* _Instruction_
Please pick out each line in the rows below that contains the word "cloth" and copy those lines, treating uppercase and lowercase as different.

Image point annotation entries
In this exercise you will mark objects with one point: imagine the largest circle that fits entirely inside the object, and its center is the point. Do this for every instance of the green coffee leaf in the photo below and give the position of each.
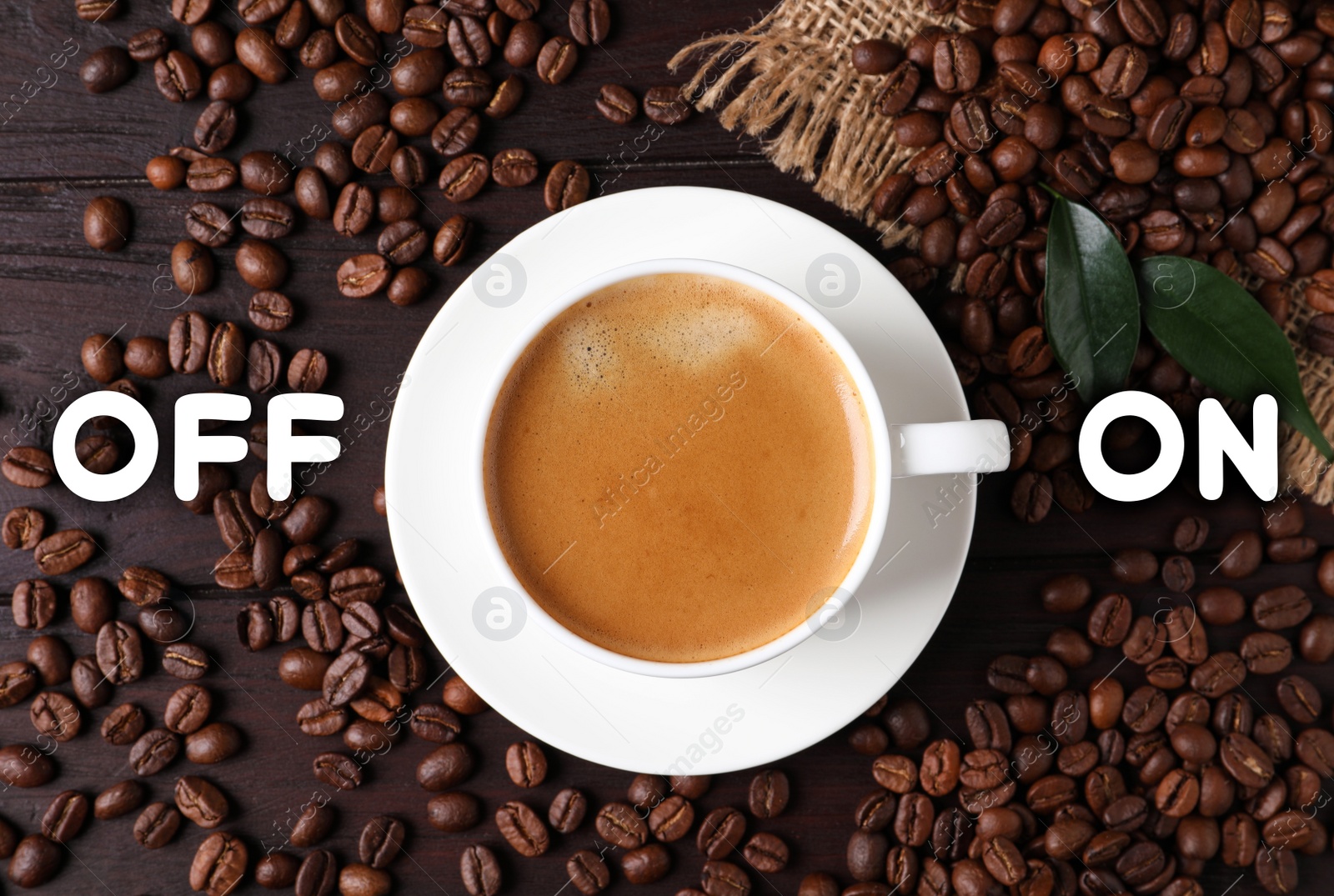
(1091, 307)
(1218, 333)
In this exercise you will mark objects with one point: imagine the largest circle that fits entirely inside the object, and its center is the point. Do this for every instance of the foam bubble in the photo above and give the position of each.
(684, 322)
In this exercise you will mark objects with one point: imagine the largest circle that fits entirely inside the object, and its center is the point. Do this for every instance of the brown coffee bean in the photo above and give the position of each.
(119, 799)
(619, 824)
(444, 767)
(587, 873)
(522, 828)
(480, 871)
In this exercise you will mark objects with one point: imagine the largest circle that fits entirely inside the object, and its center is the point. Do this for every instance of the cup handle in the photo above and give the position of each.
(957, 447)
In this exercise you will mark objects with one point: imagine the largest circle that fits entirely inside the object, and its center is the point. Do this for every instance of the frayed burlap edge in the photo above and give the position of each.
(793, 71)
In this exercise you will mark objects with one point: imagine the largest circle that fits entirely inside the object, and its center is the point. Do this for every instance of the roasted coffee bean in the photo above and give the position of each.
(769, 793)
(307, 371)
(338, 769)
(454, 813)
(107, 224)
(590, 20)
(569, 808)
(106, 69)
(374, 148)
(28, 467)
(666, 106)
(620, 824)
(364, 275)
(147, 46)
(120, 653)
(1282, 607)
(522, 828)
(200, 802)
(178, 76)
(319, 719)
(404, 242)
(119, 799)
(260, 264)
(317, 875)
(153, 751)
(303, 668)
(187, 709)
(1266, 653)
(33, 603)
(267, 219)
(277, 871)
(480, 871)
(37, 859)
(93, 689)
(17, 682)
(146, 356)
(617, 104)
(1300, 699)
(346, 678)
(157, 826)
(143, 586)
(55, 716)
(557, 59)
(186, 662)
(213, 743)
(98, 453)
(354, 209)
(210, 175)
(103, 358)
(587, 873)
(187, 342)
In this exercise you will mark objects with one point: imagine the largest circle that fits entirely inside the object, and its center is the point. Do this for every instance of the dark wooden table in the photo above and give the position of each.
(63, 147)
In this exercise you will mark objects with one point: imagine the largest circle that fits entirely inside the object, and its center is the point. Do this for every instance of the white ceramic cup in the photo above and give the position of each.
(900, 449)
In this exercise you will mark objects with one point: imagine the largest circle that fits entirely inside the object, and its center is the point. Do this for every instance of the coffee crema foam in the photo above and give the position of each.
(677, 467)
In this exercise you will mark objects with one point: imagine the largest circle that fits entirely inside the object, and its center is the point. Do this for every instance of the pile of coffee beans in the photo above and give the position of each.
(1193, 128)
(1213, 751)
(417, 51)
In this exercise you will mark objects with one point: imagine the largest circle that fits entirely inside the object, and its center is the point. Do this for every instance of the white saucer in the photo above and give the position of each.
(670, 726)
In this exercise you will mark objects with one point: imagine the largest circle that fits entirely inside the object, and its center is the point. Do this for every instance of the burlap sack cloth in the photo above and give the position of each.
(789, 79)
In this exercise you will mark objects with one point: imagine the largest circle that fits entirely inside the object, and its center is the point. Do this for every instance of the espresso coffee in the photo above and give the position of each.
(680, 468)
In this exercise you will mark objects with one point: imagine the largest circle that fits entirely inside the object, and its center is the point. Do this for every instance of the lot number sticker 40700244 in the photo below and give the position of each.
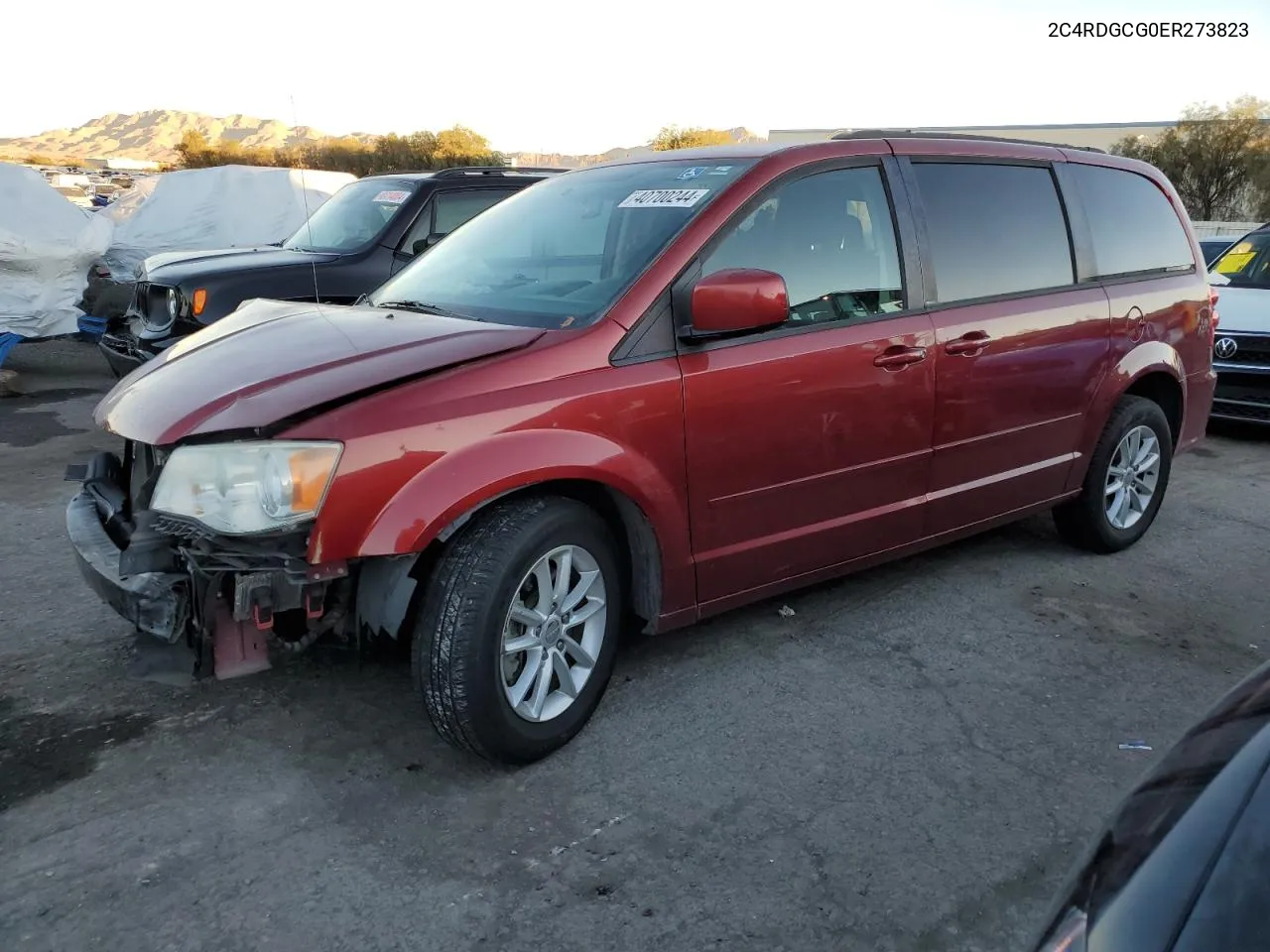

* _Correct response_
In this exercise you will mark objects with one point: imagine the largest circle that fits entirely inside the object, and its center is the point. Do this for every instance of the burlap sack cloth in the photo above and give the position of each.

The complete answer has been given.